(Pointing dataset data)
▶
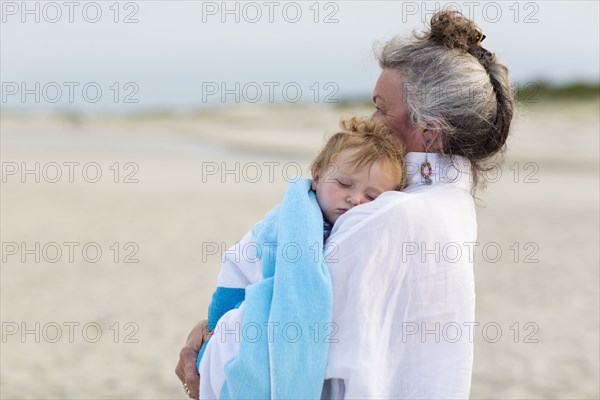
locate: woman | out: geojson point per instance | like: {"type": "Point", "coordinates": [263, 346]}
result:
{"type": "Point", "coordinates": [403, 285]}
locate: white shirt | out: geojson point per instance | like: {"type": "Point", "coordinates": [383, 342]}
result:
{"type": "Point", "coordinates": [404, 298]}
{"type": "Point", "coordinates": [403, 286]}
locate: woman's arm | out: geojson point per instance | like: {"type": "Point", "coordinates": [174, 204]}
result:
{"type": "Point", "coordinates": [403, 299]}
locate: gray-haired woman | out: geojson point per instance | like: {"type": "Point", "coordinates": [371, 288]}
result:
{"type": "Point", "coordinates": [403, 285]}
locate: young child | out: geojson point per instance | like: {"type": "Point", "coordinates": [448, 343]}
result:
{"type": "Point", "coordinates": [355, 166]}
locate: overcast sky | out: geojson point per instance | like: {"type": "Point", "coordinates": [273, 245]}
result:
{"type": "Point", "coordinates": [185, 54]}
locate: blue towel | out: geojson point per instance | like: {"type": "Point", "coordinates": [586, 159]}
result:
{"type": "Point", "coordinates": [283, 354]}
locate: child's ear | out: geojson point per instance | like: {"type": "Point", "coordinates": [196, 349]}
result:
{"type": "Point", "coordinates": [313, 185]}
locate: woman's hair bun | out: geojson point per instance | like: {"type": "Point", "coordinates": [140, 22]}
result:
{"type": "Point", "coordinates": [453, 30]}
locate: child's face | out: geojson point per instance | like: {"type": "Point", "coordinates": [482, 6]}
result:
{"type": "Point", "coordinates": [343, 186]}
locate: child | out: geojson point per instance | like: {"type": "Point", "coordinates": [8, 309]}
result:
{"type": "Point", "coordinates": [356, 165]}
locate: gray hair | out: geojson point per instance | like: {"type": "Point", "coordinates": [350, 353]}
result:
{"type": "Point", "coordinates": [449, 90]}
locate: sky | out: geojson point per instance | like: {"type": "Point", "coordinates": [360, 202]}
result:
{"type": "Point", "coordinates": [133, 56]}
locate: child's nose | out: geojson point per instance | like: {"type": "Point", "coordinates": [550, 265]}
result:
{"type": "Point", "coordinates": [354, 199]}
◀
▶
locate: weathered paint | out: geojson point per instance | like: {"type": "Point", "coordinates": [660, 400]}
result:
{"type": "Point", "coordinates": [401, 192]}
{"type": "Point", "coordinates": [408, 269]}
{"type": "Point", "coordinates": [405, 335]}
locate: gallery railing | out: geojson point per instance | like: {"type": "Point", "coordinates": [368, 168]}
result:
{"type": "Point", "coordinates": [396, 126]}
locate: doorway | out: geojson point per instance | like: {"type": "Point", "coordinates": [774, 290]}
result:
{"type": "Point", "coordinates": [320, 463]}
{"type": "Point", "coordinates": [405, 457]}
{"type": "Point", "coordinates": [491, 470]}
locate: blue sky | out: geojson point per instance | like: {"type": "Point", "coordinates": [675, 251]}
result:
◀
> [WHAT NEEDS TO BE DONE] State how many lines of the data above contain the string "woman". Reply with the number alone.

> [FULL OUTPUT] 4